■ Goal of the exercise ■
Copy the passage of the CFG notes that opens with the words "A PCFG is organised" and closes with "G.add(Rule('[S]', ['[X]'], 0.0))", switching "dictionary" to "hash table".

■ Source text ■

################

CFG

This is how we represent a CFG

Symbols

Its symbols are plain python strings.

A nonterminal is a brackted string such as

    [S]

In [24]:
from symbol import is_terminal, is_nonterminal

In [25]:
is_terminal('a')


Out[25]:
True

In [26]:
is_nonterminal('[X]')


Out[26]:
True

Rules

Rules are objects made of a LHS symbol, a RHS sequence (of symbols) and a probability.


In [27]:
from rule import Rule

In [28]:
r = Rule('[S]', ['[X]', 'a'], 1.0)

You can print a rule, you can access its attributes, and you can hash rules with containers such as dict and set.


In [29]:
print r


[S] -> [X] a (1.0)

In [30]:
print r.prob


1.0

In [31]:
r in set([r])


Out[31]:
True

In [32]:
D = {r: 1}
D


Out[32]:
{[S] -> [X] a (1.0): 1}

Grammar

A PCFG is organised pretty much as a dictionary mapping from LHS symbols to their rewrite rules.


In [33]:
from cfg import WCFG

In [34]:
G = WCFG()

We can add rules


In [35]:
G.add(Rule('[S]', ['[X]'], 0.0))

In [36]:
G.add(Rule('[S]', ['[S]', '[X]'], 0.0))
G.add(Rule('[X]', ['a'], 0.0))

We can print the grammar


In [37]:
print G


[S] -> [X] (0.0)
[S] -> [S] [X] (0.0)
[X] -> a (0.0)

we can test whether there are rewrite rules for a certain LHS symbol


In [38]:
G.can_rewrite('[S]')


Out[38]:
True

In [39]:
G.can_rewrite('a')


Out[39]:
False

we can get the set of rewrite rules for a certain LHS symbol


In [40]:
G.get('[S]')

################

■ Data block ■
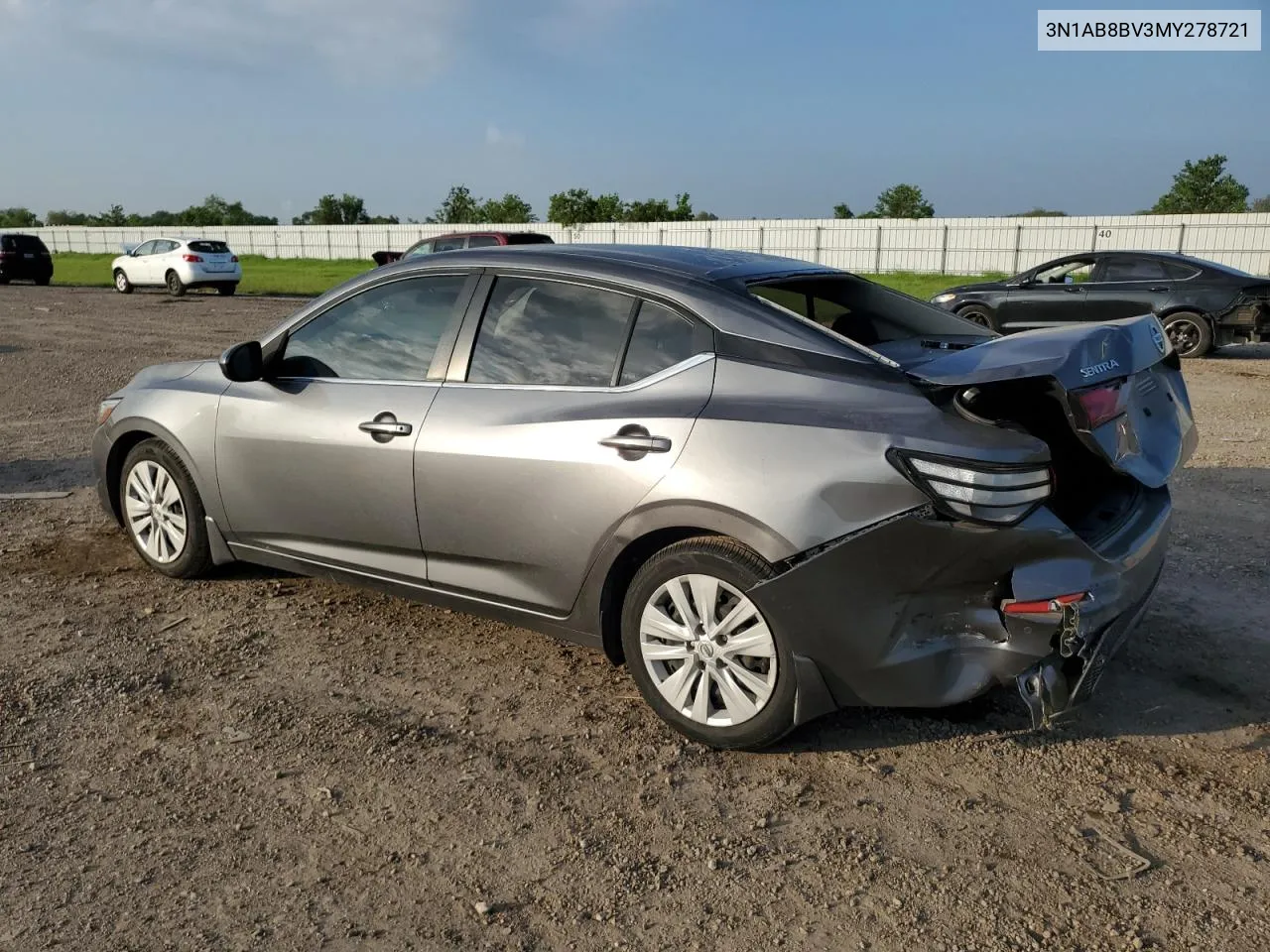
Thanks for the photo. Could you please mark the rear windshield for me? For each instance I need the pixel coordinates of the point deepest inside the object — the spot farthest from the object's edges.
(22, 243)
(862, 311)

################

■ Exercise response ■
A PCFG is organised pretty much as a hash table mapping from LHS symbols to their rewrite rules.


In [33]:
from cfg import WCFG

In [34]:
G = WCFG()

We can add rules


In [35]:
G.add(Rule('[S]', ['[X]'], 0.0))